> **Task statement**
Write out word for word the lines below, starting at the line that contains "the black pendant" and ending with the final line, with both included. Leave out the pictures.

> **Exercise materials**

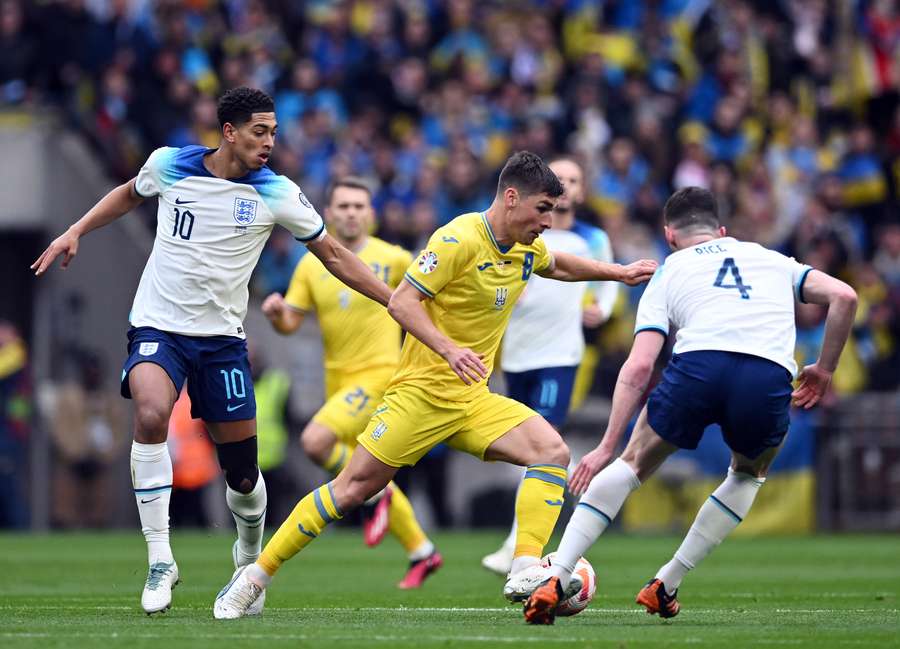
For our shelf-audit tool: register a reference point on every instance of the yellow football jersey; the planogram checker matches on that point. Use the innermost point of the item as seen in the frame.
(357, 332)
(473, 283)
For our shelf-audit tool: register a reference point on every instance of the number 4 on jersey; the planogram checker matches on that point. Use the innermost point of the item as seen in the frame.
(729, 265)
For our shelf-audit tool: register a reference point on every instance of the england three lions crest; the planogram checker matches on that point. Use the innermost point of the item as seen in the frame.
(244, 211)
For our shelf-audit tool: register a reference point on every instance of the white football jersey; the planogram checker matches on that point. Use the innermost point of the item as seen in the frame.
(209, 235)
(727, 295)
(545, 327)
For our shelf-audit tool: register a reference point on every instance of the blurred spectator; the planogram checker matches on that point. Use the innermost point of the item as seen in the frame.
(277, 263)
(788, 111)
(194, 466)
(87, 430)
(272, 387)
(15, 425)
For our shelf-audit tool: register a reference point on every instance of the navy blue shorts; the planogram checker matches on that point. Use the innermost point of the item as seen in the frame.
(748, 396)
(217, 370)
(547, 391)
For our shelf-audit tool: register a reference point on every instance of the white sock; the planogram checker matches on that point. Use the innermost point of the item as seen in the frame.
(509, 544)
(520, 563)
(422, 552)
(249, 512)
(151, 477)
(258, 576)
(599, 505)
(720, 514)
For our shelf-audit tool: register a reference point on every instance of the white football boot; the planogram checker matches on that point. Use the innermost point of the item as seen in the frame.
(520, 585)
(257, 606)
(238, 596)
(500, 561)
(161, 579)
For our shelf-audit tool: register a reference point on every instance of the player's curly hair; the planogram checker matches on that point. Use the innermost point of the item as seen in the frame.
(237, 105)
(691, 208)
(529, 175)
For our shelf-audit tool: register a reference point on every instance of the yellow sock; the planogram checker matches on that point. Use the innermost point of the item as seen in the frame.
(538, 505)
(402, 522)
(314, 511)
(338, 458)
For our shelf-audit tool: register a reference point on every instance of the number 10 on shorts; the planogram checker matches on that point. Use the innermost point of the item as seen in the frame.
(234, 384)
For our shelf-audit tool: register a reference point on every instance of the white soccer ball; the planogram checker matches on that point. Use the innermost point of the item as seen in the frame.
(579, 601)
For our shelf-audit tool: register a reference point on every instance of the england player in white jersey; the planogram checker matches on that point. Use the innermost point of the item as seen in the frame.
(732, 304)
(544, 342)
(216, 210)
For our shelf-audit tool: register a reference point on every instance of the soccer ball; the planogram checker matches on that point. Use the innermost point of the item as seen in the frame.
(579, 601)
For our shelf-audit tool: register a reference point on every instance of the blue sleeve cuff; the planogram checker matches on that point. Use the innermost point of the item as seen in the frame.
(800, 283)
(655, 328)
(312, 237)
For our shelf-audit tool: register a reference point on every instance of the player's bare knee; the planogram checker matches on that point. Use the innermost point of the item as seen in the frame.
(558, 452)
(350, 493)
(238, 461)
(151, 423)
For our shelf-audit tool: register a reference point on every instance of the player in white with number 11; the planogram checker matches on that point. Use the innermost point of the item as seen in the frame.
(732, 304)
(216, 210)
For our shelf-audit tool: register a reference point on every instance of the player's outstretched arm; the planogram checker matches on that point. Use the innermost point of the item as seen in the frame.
(406, 308)
(282, 316)
(116, 203)
(630, 386)
(821, 288)
(348, 268)
(572, 268)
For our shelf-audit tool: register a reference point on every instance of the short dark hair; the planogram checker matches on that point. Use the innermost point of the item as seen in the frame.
(353, 182)
(237, 105)
(691, 208)
(529, 175)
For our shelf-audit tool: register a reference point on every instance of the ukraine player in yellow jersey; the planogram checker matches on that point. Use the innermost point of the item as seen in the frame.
(455, 303)
(362, 350)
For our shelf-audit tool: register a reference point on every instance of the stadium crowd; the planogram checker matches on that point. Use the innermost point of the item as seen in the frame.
(787, 110)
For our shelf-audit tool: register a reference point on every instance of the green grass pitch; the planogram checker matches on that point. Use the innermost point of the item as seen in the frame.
(83, 590)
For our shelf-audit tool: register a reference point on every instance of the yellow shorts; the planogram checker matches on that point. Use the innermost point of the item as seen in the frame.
(350, 400)
(410, 422)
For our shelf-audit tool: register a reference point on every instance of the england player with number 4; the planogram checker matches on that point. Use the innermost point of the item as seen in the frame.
(216, 210)
(732, 304)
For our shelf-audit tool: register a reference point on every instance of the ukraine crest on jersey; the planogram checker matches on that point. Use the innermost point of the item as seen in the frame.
(209, 235)
(473, 283)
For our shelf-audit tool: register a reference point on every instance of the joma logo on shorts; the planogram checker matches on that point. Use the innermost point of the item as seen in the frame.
(379, 431)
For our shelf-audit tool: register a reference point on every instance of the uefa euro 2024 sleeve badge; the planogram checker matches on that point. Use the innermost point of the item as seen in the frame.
(244, 211)
(427, 262)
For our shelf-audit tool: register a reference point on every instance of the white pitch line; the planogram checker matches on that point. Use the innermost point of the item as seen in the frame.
(447, 609)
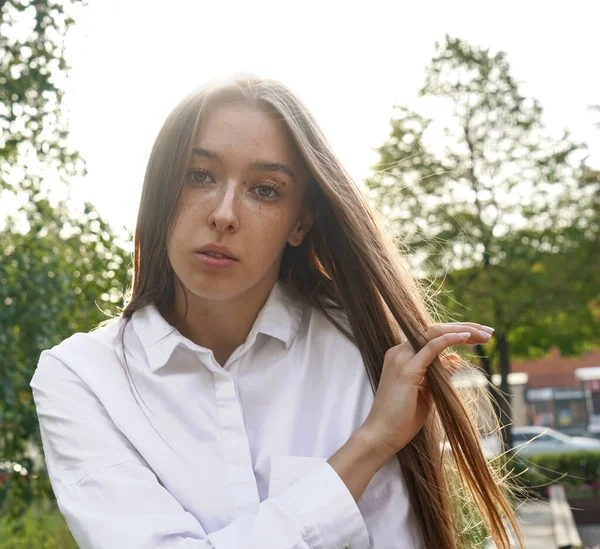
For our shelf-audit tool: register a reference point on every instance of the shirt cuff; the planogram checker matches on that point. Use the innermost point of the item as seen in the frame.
(323, 507)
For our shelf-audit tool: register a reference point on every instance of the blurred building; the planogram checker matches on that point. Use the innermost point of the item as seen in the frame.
(563, 392)
(552, 391)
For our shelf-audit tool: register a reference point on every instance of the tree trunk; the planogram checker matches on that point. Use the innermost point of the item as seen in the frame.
(504, 398)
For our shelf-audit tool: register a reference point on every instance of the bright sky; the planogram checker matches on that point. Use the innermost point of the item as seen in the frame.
(133, 60)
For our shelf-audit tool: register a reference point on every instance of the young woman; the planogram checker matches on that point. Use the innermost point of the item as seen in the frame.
(275, 380)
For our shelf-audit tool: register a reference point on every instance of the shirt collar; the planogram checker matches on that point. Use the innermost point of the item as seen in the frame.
(280, 318)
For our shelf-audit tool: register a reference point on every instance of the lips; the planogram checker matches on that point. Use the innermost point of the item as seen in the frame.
(217, 251)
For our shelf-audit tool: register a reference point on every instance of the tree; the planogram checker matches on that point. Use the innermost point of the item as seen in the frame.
(491, 208)
(61, 271)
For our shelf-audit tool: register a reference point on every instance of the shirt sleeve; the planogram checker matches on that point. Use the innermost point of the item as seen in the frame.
(111, 498)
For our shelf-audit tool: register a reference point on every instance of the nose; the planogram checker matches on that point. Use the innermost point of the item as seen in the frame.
(224, 217)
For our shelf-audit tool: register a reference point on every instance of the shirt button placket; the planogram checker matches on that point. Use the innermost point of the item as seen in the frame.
(236, 448)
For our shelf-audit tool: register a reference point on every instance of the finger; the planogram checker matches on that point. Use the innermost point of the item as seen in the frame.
(433, 348)
(483, 327)
(477, 336)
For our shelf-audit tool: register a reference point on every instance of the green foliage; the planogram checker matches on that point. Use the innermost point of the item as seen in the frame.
(61, 271)
(493, 209)
(41, 527)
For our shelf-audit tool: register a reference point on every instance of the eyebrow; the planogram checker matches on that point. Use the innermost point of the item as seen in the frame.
(262, 166)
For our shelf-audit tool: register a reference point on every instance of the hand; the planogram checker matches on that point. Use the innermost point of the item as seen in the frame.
(402, 402)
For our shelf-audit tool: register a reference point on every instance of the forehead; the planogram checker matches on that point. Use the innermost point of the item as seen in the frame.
(242, 129)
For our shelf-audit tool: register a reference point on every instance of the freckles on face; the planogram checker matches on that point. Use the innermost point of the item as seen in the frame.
(244, 193)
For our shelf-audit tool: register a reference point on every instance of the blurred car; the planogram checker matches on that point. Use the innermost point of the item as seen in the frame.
(528, 440)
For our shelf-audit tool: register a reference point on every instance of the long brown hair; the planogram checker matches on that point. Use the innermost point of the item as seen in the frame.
(348, 264)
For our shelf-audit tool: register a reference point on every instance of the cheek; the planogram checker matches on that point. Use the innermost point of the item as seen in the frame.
(270, 227)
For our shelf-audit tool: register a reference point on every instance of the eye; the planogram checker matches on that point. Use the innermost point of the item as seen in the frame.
(198, 176)
(267, 191)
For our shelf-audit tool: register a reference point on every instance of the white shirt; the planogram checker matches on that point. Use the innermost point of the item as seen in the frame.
(234, 457)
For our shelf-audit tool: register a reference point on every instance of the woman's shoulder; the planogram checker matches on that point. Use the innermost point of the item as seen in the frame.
(82, 351)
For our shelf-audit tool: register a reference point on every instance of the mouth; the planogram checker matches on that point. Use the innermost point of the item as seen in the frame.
(218, 257)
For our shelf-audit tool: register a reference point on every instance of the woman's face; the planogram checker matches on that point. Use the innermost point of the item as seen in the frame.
(243, 200)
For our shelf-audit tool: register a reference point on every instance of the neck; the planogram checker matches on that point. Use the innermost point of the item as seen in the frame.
(221, 325)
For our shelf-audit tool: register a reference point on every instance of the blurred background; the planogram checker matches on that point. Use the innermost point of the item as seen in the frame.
(473, 127)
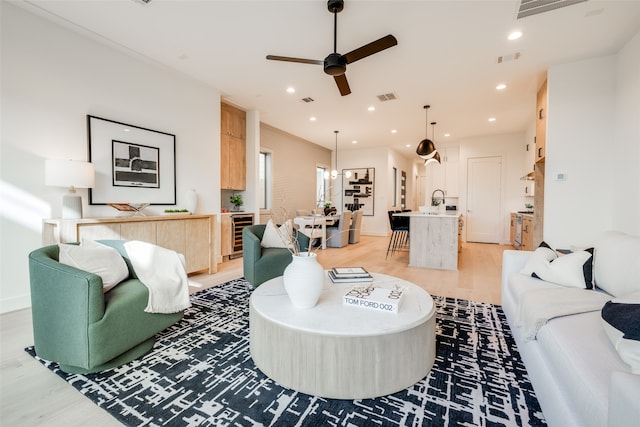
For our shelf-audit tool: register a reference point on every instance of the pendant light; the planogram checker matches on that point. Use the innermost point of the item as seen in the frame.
(436, 157)
(334, 173)
(426, 148)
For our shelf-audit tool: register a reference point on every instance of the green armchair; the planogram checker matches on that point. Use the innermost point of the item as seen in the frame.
(261, 264)
(83, 329)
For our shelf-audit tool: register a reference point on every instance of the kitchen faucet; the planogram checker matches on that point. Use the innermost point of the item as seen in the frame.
(433, 197)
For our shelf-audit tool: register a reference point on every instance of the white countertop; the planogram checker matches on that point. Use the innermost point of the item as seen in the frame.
(456, 214)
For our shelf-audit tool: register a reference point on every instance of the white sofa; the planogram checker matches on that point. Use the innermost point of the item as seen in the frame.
(577, 373)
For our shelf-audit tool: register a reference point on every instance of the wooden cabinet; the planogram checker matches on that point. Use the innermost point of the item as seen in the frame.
(191, 235)
(527, 232)
(541, 123)
(233, 148)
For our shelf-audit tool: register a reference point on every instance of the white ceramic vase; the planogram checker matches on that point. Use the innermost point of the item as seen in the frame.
(304, 280)
(191, 201)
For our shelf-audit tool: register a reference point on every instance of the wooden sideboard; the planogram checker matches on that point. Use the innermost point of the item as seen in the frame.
(191, 235)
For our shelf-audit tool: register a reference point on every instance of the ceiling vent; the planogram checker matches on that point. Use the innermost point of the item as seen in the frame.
(387, 97)
(534, 7)
(509, 57)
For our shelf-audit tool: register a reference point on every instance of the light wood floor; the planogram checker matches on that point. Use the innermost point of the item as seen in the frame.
(30, 395)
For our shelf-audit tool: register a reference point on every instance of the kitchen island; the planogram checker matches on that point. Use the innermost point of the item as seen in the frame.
(433, 241)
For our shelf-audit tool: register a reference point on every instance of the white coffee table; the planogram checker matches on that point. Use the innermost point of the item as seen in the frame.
(342, 352)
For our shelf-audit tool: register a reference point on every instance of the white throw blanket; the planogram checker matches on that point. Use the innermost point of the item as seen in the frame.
(538, 306)
(163, 272)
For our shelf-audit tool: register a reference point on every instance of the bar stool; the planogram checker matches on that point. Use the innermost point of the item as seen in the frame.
(399, 240)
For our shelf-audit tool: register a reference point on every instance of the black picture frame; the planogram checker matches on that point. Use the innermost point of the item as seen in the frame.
(133, 164)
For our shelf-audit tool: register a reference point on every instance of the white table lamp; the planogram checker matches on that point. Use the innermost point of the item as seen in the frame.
(72, 174)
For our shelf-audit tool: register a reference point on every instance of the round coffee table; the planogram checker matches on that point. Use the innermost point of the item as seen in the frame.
(338, 351)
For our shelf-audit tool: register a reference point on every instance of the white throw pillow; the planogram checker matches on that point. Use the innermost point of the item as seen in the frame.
(274, 237)
(96, 258)
(571, 270)
(539, 259)
(621, 323)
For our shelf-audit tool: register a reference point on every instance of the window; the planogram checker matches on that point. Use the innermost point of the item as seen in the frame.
(265, 180)
(321, 186)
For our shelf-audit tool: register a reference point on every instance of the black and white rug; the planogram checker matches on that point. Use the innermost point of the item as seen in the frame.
(200, 373)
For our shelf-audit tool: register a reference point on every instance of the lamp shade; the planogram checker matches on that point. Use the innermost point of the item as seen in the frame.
(434, 159)
(69, 173)
(426, 149)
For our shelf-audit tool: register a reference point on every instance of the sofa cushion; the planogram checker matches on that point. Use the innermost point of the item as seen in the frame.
(617, 263)
(275, 237)
(98, 259)
(621, 323)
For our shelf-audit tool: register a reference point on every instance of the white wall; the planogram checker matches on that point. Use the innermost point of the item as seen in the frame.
(593, 138)
(51, 79)
(626, 150)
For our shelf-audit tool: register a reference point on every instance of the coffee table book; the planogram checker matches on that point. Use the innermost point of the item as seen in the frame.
(350, 279)
(380, 299)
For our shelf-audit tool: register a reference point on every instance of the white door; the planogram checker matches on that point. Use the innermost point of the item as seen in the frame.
(484, 184)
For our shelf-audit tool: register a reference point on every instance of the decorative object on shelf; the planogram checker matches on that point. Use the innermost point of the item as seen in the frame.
(304, 280)
(131, 163)
(359, 191)
(426, 148)
(236, 201)
(133, 209)
(191, 200)
(72, 174)
(436, 157)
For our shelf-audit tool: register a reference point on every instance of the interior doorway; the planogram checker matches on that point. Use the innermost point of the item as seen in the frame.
(484, 188)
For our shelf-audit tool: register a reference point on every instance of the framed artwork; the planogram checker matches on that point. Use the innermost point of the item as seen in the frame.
(133, 164)
(359, 191)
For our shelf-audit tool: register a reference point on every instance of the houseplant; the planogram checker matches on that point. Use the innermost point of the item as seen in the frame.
(236, 200)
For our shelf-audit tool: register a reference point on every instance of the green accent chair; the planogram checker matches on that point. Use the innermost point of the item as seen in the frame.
(83, 329)
(262, 264)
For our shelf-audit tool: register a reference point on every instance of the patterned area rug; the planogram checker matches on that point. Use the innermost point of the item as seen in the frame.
(200, 373)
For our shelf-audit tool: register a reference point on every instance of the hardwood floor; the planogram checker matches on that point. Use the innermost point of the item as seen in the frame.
(30, 395)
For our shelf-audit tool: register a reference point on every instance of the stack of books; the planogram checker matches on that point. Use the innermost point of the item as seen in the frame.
(349, 275)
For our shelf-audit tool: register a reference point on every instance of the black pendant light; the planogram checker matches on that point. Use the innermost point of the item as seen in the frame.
(426, 149)
(436, 157)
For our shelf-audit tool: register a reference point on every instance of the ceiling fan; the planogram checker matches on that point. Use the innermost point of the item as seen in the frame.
(336, 64)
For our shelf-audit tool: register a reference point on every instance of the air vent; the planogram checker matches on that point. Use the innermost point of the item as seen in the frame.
(387, 97)
(509, 57)
(534, 7)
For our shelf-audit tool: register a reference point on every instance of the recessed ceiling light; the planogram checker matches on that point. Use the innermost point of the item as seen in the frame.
(515, 35)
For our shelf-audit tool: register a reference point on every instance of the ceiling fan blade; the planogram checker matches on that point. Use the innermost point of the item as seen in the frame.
(343, 84)
(369, 49)
(300, 60)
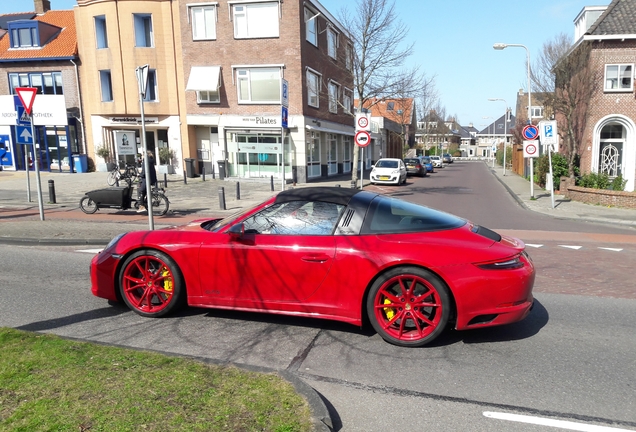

> **Solution to this exercise**
For our shelf-audit tool: register a reference point on every instance of the black pendant light; the planogram checker matches on that point. Use the innermost point of the item as seen in the frame.
(426, 149)
(436, 157)
For our shelf-audit tool: register a reference point on every instance of the ceiling fan; the planogram checker matches on that point. Use the innermost point of the item as seen in the frame.
(336, 64)
For our shelf-audit tool: register a reference point on every instance of the air vent; the planogram checker matches on that point. Use the innermost point of the item as seen in the frame.
(387, 97)
(509, 57)
(534, 7)
For our shelf-audit tool: register a reference point on every instance of the recessed ceiling light; the planogram checker matches on that point. Use the innermost point of the item as seen in the frame.
(515, 35)
For our shelf-audit tool: register a reference point on every instance of the ceiling fan blade; the planogram checker matches on that point. Use the innermost point of the item as seen in the frame.
(343, 84)
(369, 49)
(300, 60)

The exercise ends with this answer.